▶ [Tasks]:
• A. From the passage on work clothing, print the portion starting at "It turns out" and ending at "and track pants.".
• B. Carry on the passage about how clothing affects performance at work, picking up after its final sentence.

▶ [Reading text]:
When you work from home, do you produce better results in pajamas or professional attire? Do casual Fridays damage productivity? Does a jeans-and-T-shirt startup have an edge over its business-casual competitor?

Researchers are just now getting to the bottom of questions like these. The answers depend on the symbolic power the particular item of clothing has in the mind of the particular wearer. 

Hajo Adam, a professor of management and researcher at Rice University’s School of Business, explains how he and Adam Galinsky, a business professor at Columbia University, conducted the studies that showed people wearing lab coats perform better on tests of mental ability than people wearing street clothes.

It turns out that if you wear a white lab coat, like one belonging to a doctor, your ability to pay attention increases, you function at a higher level, and others see you as more intelligent or professional.  Wow, no small change there!

 We’ve all had the experience of feeling more motivated and focused when we’re dressed up for work. Wearing a suit or jacket has a symbolic meaning as does wearing flip flops and track pants.  

Jackson Lewis, a US law firm that specializes in personnel issues, polled more than 1000 HR executives who had implemented a dress down policy. They reported a thirty percent increase in flirtatious behaviour, contributing to an increase in sexual harassment lawsuits. That’s a frightening statistic!

▶ [Recorded information]:
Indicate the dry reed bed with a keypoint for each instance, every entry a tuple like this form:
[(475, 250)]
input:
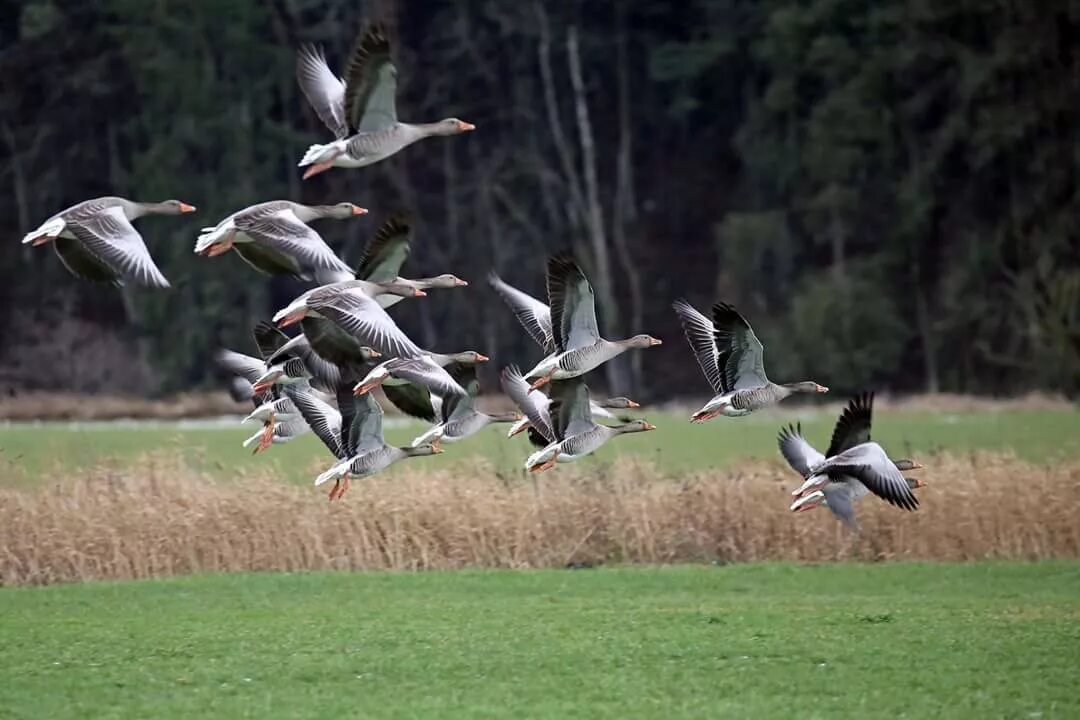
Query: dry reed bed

▶ [Per-task answers]:
• A.
It turns out that if you wear a white lab coat, like one belonging to a doctor, your ability to pay attention increases, you function at a higher level, and others see you as more intelligent or professional.  Wow, no small change there!

 We’ve all had the experience of feeling more motivated and focused when we’re dressed up for work. Wearing a suit or jacket has a symbolic meaning as does wearing flip flops and track pants.

• B.
I think you would all agree that when you wear more powerful looking clothing (e.g. professional business attire, a suit, darker colours, etc.) and clothing that is appropriate for your profession, it changes your mindset — switching you from “relaxed mode” to “professional mode.”

This positive change in attitude is reflected in body language and behaviour (e.g. better posture, firmer handshake, maintaining eye contact, sticking to business, etc.), giving you greater visual power.

 IPSOS is a global research survey based company and in 2010, they interviewed 12691 employees from 24 countries aged 18-64.  A majority (55%) of workers believe that wearing a more prescribed workplace or business attire makes people more productive. 

Decades of research in the behavioral sciences reveals that we have far less control over our behavior than we think.  We generally assume that our behavior is far more conscious or self-directed than it really is.  Truth be known, it’s not.  Nonetheless, we are far more affected by small changes in our physical environment than we realize or understand.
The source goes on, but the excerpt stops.